• _Activity_
Give every entry again precisely as it appears.

• _Extracted material_
########

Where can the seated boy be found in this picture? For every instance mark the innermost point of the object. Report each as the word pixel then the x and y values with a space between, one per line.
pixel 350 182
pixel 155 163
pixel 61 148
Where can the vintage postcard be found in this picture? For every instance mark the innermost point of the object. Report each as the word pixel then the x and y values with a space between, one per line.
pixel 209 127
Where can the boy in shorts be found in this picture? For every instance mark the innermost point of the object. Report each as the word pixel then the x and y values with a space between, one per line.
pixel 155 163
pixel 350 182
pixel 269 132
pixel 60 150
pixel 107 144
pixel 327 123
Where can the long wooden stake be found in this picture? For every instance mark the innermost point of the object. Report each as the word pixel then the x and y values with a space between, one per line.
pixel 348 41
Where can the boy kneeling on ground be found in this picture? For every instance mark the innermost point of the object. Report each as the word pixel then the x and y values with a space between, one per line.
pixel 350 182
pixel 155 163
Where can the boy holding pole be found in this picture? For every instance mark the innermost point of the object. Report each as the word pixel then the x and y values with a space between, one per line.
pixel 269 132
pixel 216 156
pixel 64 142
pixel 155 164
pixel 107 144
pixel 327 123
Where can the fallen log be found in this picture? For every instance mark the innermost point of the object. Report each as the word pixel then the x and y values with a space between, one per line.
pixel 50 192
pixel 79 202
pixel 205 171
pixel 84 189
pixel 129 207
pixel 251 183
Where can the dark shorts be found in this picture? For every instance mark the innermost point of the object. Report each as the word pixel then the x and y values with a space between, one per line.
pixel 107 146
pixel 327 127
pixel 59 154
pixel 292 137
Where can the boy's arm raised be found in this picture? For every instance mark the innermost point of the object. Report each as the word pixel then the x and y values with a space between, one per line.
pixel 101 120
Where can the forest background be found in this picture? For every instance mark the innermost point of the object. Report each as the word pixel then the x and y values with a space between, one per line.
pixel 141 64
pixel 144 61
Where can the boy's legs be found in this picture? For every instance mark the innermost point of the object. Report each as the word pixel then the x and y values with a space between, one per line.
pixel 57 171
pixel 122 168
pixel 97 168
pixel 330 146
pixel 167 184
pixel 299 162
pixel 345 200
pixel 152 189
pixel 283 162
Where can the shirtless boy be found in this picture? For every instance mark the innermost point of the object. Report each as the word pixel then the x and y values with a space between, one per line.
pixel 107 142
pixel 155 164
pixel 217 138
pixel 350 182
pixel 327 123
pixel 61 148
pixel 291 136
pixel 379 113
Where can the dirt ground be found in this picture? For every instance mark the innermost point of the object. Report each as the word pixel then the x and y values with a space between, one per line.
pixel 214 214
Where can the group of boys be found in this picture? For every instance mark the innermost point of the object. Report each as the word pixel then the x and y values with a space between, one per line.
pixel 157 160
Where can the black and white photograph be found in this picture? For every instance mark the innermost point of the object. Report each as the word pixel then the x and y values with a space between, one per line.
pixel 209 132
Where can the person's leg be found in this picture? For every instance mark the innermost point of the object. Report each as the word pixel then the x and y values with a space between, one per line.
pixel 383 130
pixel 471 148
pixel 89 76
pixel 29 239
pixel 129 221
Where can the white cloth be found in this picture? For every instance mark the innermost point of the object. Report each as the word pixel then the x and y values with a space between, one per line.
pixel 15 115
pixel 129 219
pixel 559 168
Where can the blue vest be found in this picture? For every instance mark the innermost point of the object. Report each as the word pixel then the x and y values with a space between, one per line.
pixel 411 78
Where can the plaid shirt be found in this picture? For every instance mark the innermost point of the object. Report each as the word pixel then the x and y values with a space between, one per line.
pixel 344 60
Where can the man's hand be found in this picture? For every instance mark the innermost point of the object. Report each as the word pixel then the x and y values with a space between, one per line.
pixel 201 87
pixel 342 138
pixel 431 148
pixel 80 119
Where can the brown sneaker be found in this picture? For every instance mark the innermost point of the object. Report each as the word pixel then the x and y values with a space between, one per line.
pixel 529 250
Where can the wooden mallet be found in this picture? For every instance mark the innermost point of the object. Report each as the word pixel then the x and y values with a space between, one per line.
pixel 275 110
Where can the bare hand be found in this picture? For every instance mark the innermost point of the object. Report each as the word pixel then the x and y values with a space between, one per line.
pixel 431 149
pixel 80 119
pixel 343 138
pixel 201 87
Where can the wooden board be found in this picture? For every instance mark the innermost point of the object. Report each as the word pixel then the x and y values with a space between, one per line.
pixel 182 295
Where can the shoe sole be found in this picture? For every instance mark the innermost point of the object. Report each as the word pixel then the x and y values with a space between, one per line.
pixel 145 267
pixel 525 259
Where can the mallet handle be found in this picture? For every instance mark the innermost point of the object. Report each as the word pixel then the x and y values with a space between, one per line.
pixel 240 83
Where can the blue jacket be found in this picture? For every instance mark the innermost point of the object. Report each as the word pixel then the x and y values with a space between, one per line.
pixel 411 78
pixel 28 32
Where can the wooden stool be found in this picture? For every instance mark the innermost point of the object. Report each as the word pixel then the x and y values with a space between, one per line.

########

• _Response to this exercise_
Where can the seated boy be found in this picture? For every instance mark the innermost point of the object. Report each as the word pixel then the x and y values with a space between, one per line.
pixel 350 182
pixel 155 163
pixel 61 148
Where can the vintage postcard be found in this picture? For every instance mark the innermost point of the object. Report each as the word pixel then the x and y values with a space between, one per line.
pixel 209 127
Where can the boy in shorts be found in this picture? For every instance mark the innermost point of the object. Report each as the word pixel then the x and y values with a space between, one per line.
pixel 155 163
pixel 350 182
pixel 269 132
pixel 60 150
pixel 107 144
pixel 327 123
Where can the long wooden stake be found in this picture? For every instance mark the innermost point of the object. Report each as the word pixel then the x and y values with a space between, one per line.
pixel 348 41
Where can the boy kneeling on ground be found in this picture? For every instance mark the innermost point of the object. Report each as the word pixel then the x and y values with a space between, one per line.
pixel 350 182
pixel 155 163
Where can the boy holding pole be found in this picture? For every instance mark the innermost point of the object. Report each as the word pixel then the x and y values with a space between, one per line.
pixel 269 132
pixel 216 156
pixel 64 142
pixel 155 164
pixel 107 144
pixel 327 123
Where can the fallen log be found in this picture? For every instance mark the innermost point of the object. Report each as the word pixel then the x and y values with a space between, one per line.
pixel 50 192
pixel 79 202
pixel 205 171
pixel 84 189
pixel 129 207
pixel 251 183
Where can the dark shorts be found in this picture? For every instance mark the innermost point of the object. Report each as the word pixel then the x and y values with a space between, one per line.
pixel 107 146
pixel 327 127
pixel 59 154
pixel 292 137
Where can the boy's arm raised be found in this picture? For every instance mark the innermost point of the object. Report each as the word pixel then the x and y values with a space between, one per line.
pixel 101 120
Where can the forest background be found in this picture? For every instance mark the innermost point of the object. Report each as the word pixel then the x and y values with a space between, one per line.
pixel 141 64
pixel 144 61
Where can the boy's legs be found in this picture? For every instance mark the innermost point of the object. Report each as the word pixel then the x and y values with a space between, one per line.
pixel 57 171
pixel 122 168
pixel 97 168
pixel 330 146
pixel 167 184
pixel 299 162
pixel 345 200
pixel 152 189
pixel 283 162
Where can the shirtless boy be found in this picture? For every instance mark the innermost point of the object. Report each as the word pixel then the x and y values with a space between, one per line.
pixel 107 142
pixel 155 164
pixel 217 138
pixel 350 182
pixel 327 123
pixel 61 148
pixel 291 136
pixel 379 113
Where can the dirt ground be found in this picture? For every instance mark the innermost point of the object. Report each as the word pixel then the x and y values with a space between, one per line.
pixel 214 214
Where can the group of boys be found in this picture? For every instance mark the innermost point of the object. Report each as the word pixel then the x and y values with a space between, one per line.
pixel 157 160
Where can the black and white photograph be found in this picture? For every instance mark the innermost point of the object. Report each as the word pixel then the x and y values with a space between, one per line.
pixel 209 132
Where can the person's leg be found in this picture? For every instance mark the innermost point of the object. Report each as the word pixel then the x and y values with a space between, one per line.
pixel 383 130
pixel 471 148
pixel 89 76
pixel 29 239
pixel 129 221
Where can the white cloth be found in this picture? For every instance mark the innermost point of the object. Report each as the word pixel then the x and y values with a space between, one per line.
pixel 15 115
pixel 129 219
pixel 559 168
Where can the blue vest be found in this picture? For every instance mark the innermost point of the object. Report each as the word pixel then the x and y values with a space between, one per line.
pixel 411 78
Where can the plaid shirt be found in this picture? For every instance mark the innermost point of the object. Report each as the word pixel then the x and y values with a space between, one per line.
pixel 344 60
Where can the man's hand be found in this picture? For every instance mark the innermost point of the object. Report each as the word pixel then the x and y values with a space between, one per line.
pixel 201 87
pixel 342 138
pixel 431 148
pixel 80 119
Where can the brown sneaker be found in this picture? For every instance mark the innermost point of the object. Report each as the word pixel then the x and y values with a space between, one per line.
pixel 529 250
Where can the wooden mallet be found in this picture? For every instance mark the innermost point of the object. Report each as the word pixel then the x and y values with a space between, one per line.
pixel 275 110
Where can the bare hand be found in this picture? For every instance mark the innermost point of the object. Report each as the word pixel then the x and y values with a space between, one per line.
pixel 431 149
pixel 80 119
pixel 343 138
pixel 201 87
Where can the wooden board be found in this picture? For every instance mark the innermost point of the object. Report each as the word pixel then the x and y values with a space between, one per line.
pixel 182 295
Where can the shoe sole be found in this picture? For every instance mark the innermost point of the object. Report each as the word pixel then the x and y values with a space between, one per line.
pixel 145 267
pixel 525 259
Where can the mallet handle be found in this picture? For every instance mark the innermost point of the object. Report each as the word pixel then the x and y values with a space between, one per line.
pixel 240 83
Where can the blue jacket be found in this picture? For every instance mark the innermost point of the object. Report each as the word pixel then the x and y values with a space between, one per line.
pixel 411 78
pixel 28 32
Where can the wooden stool be found in this picture? For every instance mark the innermost point of the object. Report each as the word pixel then the x and y values with a space between, one per line.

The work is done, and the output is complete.